Nadie fantasea con lo que no anhela

nadie

¿No se parece el mundo, a veces, a una de esas bolas de cristal con pequeñísimos edificios adentro, que al agitarlas todo se empapa de minúsculos copos blancos de nieve que caen aleatoria y elocuentemente en donde pueden y sin mapas ni objetivos previamente pactados que, más que copos de nieve, se parecen demasiado a reproches antiguos y ya gastados que emergen sorpresivamente cualquier jueves bien entrada la noche cuando uno se dispone a leer una novela de Rodrigo Fresán para no solo divertirse sino también, qué otro sentido tiene la literatura sino, aislarse del mundo bestial y aburrido y sumergirse en extravagantes vidas y escenarios con nieve y mar y lunas llenas? Sí: se parece. Demasiado. Asusta la similitud. La calma, la sacudida, el desastre. Todo en pocos segundos. Por eso, atención. El que se relaja, pierde.

|---|

**ENUNCIADO 1:**
Según el artículo, ¿por qué hace falta estar atentos, como indica la frase "Por eso, atención"? Responde en una a tres oraciones.
**ENUNCIADO 2:**
Cuenta las líneas de las filas que contienen la cadena "striped", teniendo en cuenta mayúsculas y minúsculas. Da solo el número.

**MATERIALES PROPORCIONADOS:**
|---|

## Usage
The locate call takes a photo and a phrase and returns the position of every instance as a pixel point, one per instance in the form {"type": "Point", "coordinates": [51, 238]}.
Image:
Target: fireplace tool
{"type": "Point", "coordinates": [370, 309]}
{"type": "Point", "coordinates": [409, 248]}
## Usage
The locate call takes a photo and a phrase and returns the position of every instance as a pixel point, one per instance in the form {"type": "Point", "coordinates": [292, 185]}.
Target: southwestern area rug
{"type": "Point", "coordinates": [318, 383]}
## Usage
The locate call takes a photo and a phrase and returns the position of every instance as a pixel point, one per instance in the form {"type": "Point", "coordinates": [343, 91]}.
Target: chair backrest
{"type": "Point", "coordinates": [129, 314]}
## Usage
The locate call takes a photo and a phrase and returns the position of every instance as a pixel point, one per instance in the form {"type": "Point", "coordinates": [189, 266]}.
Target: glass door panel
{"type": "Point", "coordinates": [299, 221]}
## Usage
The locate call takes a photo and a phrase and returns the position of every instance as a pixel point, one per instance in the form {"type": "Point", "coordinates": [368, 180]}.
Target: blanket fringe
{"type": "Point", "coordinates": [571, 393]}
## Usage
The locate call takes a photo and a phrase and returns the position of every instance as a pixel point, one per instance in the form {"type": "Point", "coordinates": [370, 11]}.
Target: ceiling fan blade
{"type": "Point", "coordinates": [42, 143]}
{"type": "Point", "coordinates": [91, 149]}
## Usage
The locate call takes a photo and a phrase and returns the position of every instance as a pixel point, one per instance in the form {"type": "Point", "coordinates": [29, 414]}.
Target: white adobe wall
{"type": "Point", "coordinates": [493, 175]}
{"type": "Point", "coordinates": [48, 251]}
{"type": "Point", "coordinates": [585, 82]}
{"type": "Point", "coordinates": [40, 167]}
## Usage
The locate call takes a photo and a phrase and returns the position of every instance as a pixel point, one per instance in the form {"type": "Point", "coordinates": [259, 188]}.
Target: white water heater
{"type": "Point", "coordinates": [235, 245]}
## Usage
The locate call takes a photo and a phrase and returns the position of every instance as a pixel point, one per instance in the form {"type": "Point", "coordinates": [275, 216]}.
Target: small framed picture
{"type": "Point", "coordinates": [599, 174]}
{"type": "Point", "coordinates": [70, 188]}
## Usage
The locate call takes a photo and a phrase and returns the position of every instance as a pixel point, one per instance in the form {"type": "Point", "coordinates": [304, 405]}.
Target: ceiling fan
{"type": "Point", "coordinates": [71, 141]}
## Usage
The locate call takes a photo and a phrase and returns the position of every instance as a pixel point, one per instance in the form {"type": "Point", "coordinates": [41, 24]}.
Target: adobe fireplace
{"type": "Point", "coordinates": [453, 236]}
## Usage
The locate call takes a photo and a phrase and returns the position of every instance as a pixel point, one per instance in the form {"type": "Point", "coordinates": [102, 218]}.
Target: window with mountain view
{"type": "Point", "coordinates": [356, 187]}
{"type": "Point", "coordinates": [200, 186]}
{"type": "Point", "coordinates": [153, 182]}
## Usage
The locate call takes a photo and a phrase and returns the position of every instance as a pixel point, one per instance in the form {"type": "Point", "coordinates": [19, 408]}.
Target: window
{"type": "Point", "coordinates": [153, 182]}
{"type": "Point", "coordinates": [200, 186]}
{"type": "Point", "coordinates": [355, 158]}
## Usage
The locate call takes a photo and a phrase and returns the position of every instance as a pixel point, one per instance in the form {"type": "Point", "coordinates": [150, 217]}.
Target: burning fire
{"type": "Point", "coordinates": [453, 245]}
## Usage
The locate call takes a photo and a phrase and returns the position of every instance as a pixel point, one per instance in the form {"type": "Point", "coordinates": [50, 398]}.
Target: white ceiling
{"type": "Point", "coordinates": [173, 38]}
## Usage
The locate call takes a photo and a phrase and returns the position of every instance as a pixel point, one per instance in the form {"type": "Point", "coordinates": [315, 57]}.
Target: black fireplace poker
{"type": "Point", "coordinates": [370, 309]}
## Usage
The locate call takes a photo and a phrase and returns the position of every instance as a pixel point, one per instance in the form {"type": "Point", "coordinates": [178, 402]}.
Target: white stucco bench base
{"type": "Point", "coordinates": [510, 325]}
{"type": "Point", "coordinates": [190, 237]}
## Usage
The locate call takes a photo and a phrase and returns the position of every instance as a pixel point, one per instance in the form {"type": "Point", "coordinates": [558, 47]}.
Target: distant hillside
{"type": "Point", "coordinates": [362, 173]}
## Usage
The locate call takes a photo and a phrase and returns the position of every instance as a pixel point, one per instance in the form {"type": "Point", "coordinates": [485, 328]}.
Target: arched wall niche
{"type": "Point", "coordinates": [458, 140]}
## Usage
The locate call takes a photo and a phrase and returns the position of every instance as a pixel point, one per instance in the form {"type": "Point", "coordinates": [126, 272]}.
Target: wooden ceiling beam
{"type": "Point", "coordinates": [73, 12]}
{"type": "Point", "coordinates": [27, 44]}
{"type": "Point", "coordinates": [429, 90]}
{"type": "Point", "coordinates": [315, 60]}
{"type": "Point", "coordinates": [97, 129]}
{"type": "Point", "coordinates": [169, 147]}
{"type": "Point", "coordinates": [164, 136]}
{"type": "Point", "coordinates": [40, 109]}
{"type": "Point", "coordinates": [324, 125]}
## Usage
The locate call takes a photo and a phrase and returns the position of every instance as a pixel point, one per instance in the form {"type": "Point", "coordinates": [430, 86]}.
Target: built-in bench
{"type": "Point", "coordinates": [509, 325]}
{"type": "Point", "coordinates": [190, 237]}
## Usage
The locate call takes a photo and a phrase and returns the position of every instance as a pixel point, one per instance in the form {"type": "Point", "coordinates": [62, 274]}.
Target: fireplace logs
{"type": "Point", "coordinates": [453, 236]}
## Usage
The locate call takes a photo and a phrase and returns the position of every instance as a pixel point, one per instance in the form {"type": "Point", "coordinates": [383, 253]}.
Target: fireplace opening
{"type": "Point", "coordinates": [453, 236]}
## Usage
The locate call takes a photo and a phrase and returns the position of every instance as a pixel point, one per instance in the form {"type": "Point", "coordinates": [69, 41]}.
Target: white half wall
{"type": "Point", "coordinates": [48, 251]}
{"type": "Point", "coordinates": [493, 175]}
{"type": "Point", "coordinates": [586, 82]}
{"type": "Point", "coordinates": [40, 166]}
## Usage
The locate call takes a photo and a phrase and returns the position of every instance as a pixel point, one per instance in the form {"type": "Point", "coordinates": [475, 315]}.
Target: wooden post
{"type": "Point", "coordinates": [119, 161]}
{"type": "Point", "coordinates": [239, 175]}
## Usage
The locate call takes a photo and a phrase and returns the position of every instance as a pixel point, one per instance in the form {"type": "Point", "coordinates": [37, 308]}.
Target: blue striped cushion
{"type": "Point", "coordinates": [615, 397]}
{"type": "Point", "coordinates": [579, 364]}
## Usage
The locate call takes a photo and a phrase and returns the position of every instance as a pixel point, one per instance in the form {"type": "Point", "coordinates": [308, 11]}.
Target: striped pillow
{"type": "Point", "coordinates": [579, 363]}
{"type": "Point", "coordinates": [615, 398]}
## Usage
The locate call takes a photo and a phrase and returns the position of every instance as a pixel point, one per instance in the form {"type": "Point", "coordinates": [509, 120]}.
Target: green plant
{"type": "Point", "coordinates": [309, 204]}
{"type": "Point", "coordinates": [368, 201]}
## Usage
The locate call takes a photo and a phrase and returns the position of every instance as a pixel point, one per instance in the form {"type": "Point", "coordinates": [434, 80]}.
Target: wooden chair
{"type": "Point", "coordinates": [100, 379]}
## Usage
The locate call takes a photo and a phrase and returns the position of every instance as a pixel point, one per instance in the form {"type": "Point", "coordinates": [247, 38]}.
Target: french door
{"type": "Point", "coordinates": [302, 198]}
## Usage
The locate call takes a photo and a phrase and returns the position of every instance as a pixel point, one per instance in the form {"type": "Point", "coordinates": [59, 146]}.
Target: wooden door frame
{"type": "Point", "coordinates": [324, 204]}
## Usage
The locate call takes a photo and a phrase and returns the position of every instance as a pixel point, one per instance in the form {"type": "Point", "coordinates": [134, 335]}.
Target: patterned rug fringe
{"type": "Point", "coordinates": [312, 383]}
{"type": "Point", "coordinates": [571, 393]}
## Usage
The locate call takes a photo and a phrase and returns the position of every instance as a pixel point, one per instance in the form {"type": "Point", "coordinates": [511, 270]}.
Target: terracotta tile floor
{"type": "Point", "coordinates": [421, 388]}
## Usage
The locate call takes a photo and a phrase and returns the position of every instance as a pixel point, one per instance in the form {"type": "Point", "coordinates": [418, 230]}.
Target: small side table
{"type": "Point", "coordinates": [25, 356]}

|---|

**SOLUCIÓN DESARROLLADA 1:**
Porque el mundo se parece a una de esas bolas de cristal con nieve: en pocos segundos pasa de la calma a la sacudida y al desastre. Por eso el que se relaja, pierde.

**SOLUCIÓN DESARROLLADA 2:**
2